### Instructions for the task
Write out exactly what each line says, starting with the first line below and ending on the one with "Target: gold trophy cup bowl".

**** Given data ****

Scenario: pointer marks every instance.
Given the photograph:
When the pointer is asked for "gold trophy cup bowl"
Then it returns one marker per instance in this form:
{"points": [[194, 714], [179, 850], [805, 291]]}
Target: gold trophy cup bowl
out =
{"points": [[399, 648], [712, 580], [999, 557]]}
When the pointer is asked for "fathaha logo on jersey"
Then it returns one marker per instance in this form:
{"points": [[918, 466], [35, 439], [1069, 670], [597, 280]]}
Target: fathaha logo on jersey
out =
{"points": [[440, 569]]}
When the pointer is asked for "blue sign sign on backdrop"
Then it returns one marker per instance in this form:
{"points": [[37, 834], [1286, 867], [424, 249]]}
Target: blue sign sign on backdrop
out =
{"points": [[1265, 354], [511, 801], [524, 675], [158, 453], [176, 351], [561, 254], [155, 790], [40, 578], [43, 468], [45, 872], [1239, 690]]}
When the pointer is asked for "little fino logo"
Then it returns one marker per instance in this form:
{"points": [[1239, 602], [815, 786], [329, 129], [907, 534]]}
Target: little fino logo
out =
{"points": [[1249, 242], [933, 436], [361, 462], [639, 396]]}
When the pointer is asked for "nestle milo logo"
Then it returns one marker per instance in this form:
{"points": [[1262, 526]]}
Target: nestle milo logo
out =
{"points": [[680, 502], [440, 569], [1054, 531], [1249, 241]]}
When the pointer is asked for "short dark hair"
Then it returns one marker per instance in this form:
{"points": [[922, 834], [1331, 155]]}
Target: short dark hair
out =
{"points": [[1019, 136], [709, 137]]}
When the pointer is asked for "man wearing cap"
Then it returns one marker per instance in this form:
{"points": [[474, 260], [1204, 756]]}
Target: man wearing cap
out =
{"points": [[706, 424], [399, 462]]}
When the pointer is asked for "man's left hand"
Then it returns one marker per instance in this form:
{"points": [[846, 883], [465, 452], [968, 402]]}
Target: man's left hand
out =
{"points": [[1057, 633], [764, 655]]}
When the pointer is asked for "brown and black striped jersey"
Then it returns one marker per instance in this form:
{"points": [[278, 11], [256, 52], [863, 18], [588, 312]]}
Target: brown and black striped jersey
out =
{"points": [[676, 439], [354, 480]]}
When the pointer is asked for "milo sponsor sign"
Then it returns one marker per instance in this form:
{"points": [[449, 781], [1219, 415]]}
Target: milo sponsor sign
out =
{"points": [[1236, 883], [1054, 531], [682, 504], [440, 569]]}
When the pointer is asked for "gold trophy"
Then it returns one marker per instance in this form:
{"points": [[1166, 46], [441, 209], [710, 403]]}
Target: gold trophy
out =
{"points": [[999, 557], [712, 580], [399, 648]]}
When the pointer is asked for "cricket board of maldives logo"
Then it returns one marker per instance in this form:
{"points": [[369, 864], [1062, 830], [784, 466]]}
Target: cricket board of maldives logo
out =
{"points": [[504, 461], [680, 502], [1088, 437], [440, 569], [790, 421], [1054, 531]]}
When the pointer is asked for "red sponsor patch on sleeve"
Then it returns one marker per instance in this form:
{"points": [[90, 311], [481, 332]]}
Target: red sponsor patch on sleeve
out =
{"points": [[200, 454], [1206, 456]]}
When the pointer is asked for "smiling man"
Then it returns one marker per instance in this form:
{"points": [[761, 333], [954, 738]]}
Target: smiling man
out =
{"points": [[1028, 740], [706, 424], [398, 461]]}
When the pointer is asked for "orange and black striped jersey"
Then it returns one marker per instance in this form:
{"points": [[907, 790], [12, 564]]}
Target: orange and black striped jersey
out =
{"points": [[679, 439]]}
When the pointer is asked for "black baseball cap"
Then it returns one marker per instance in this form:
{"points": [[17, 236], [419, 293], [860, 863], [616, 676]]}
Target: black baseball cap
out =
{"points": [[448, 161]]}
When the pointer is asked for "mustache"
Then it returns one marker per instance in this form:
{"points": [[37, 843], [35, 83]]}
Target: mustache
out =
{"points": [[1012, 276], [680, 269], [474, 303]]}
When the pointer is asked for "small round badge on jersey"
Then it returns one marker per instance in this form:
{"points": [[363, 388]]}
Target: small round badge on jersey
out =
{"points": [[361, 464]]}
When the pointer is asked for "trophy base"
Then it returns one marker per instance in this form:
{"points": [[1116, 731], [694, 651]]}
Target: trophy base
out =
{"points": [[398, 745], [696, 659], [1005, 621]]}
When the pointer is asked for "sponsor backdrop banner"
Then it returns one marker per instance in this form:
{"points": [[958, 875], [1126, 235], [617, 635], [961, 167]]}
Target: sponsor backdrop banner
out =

****

### Finished exercise
Scenario: pointer marks every instance.
Given the photograph:
When the pointer is asked for "gold trophy cup bowl"
Then it returns one marker per instance in this form:
{"points": [[194, 714], [179, 850], [805, 291]]}
Target: gold trophy cup bowl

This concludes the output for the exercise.